Assignment A:
Quote the passage on electric cars from "In order to" to "get charged up.".
Assignment B:
List each abbreviation that appears in the passage on electric cars, naming each one once.
--- Passage for review Enclosed Below ---
In the midst of the coronavirus, a sliver of good news has emerged; battery electric vehicles (BEVs) seem to be thriving in comparison with their polluting ICE alternatives.
Of the 4,321 cars registered in April, 1,374 were BEVs, accounting for 31.8% of the market. This unprecedented increase made BEVs more popular than diesel, and almost as popular as traditional petrol cars.
While the number of cars on the road plummets, local air pollution throughout the UK has improved considerably. Cleaner air has been linked to improved respiratory health, and electric cars emit significantly less particulate matter and NO2 than ICE vehicles.
The question is, will this last? Will consumer behaviour change, now that we have glimpsed a future of cleaner air that could be brought about by electric cars? Hopefully, this trend will continue long after the threat of COVID-19 passes, as the imminent danger of the climate crisis continues to loom.
However, it’s misleading to assume that the reason EV uptake has not been as rapid as it could be is that drivers are unaware or uncaring about air pollution. The upfront cost of purchasing electric vehicles is still prohibitive for many, and the lack of public charging infrastructure makes the reality of owning an EV challenging for those without off street parking.
In order to support this trend of improved awareness of the environmental benefits of electric cars, we need to improve access to affordable, reliable charging everywhere. Not just in cities and charging hubs, but for destinations where drivers are already parking for long enough to get charged up.
--- End of Enclosed Passage for review ---
--- Raw data Enclosed Below ---
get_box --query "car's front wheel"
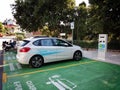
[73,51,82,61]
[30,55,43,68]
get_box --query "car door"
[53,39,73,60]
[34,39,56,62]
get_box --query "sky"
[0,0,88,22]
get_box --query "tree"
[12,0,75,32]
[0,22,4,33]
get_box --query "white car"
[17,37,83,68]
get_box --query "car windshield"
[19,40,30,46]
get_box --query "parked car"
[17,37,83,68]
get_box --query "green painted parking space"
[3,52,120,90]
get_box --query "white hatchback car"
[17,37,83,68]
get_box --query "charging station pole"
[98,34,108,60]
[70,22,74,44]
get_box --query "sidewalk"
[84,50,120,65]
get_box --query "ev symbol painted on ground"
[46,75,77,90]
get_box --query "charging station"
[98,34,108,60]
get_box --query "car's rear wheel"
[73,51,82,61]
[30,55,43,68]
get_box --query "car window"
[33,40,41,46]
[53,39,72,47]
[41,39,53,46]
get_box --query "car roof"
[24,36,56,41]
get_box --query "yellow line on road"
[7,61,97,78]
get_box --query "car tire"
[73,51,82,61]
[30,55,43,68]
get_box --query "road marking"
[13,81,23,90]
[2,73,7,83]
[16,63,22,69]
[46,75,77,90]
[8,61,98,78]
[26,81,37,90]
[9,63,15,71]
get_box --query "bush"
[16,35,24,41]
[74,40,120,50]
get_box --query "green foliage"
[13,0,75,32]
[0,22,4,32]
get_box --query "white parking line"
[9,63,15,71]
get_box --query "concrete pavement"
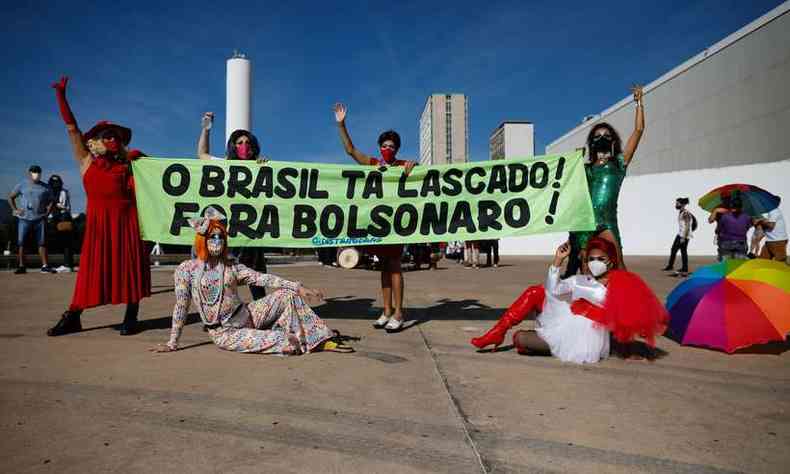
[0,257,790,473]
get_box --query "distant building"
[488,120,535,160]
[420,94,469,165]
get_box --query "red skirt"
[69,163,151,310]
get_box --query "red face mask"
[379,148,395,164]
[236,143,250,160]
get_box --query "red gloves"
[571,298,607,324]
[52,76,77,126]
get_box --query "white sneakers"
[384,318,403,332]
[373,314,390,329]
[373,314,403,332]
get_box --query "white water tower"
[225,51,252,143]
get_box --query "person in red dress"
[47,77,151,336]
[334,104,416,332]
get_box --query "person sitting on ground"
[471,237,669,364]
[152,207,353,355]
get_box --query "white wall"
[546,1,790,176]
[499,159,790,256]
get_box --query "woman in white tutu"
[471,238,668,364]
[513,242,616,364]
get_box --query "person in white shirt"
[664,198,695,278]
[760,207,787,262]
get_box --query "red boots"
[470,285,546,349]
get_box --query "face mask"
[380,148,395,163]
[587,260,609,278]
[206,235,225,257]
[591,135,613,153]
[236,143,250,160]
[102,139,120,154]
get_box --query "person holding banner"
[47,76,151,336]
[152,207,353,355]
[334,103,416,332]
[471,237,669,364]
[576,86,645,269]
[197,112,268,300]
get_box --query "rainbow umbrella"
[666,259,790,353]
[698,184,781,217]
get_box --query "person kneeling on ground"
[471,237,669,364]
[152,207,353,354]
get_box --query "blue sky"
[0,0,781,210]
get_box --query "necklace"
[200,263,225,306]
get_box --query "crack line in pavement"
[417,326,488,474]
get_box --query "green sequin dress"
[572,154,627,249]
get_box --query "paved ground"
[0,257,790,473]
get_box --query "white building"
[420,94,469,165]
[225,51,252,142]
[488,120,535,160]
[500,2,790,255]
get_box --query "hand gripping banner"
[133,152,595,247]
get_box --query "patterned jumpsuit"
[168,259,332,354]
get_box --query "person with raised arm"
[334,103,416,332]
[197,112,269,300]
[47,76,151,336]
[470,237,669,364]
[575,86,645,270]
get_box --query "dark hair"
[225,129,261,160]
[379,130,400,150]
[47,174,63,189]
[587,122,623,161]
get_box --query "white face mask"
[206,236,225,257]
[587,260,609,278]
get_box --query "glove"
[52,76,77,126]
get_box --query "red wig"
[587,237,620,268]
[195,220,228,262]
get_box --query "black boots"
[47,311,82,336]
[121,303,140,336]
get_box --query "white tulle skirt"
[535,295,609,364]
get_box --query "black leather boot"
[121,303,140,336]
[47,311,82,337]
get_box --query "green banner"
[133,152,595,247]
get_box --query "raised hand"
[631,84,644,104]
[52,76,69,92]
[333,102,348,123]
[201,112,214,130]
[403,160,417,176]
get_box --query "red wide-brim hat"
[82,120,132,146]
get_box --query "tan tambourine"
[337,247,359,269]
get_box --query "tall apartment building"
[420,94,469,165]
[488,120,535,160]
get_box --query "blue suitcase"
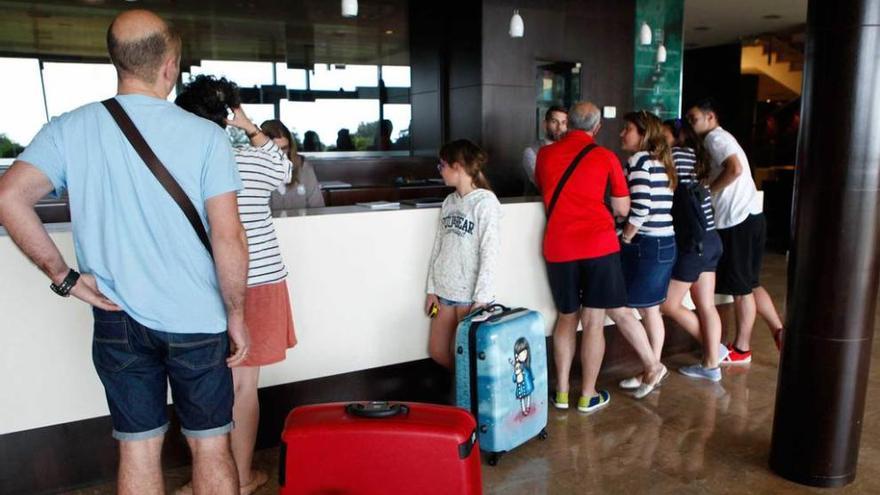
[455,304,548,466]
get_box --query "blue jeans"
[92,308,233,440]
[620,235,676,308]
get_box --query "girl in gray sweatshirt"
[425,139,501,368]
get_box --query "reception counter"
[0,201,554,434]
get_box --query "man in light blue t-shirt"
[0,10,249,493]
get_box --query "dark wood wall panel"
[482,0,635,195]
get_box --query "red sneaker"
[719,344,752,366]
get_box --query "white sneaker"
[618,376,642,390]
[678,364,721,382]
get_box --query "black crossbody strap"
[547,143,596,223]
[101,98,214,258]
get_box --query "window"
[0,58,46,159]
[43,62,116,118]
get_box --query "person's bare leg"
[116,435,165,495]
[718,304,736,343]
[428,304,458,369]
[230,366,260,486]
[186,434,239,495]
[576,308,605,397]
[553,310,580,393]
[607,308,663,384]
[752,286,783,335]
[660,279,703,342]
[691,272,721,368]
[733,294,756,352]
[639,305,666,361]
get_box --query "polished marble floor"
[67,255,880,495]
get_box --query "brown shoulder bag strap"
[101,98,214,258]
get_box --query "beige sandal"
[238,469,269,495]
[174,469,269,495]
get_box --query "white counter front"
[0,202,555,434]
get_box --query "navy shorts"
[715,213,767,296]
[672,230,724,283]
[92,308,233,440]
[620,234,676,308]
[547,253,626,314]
--- End of Enclosed Raw data ---
Written reply A:
In order to support this trend of improved awareness of the environmental benefits of electric cars, we need to improve access to affordable, reliable charging everywhere. Not just in cities and charging hubs, but for destinations where drivers are already parking for long enough to get charged up.

Written reply B:
- BEVs
- ICE
- UK
- NO2
- COVID-19
- EV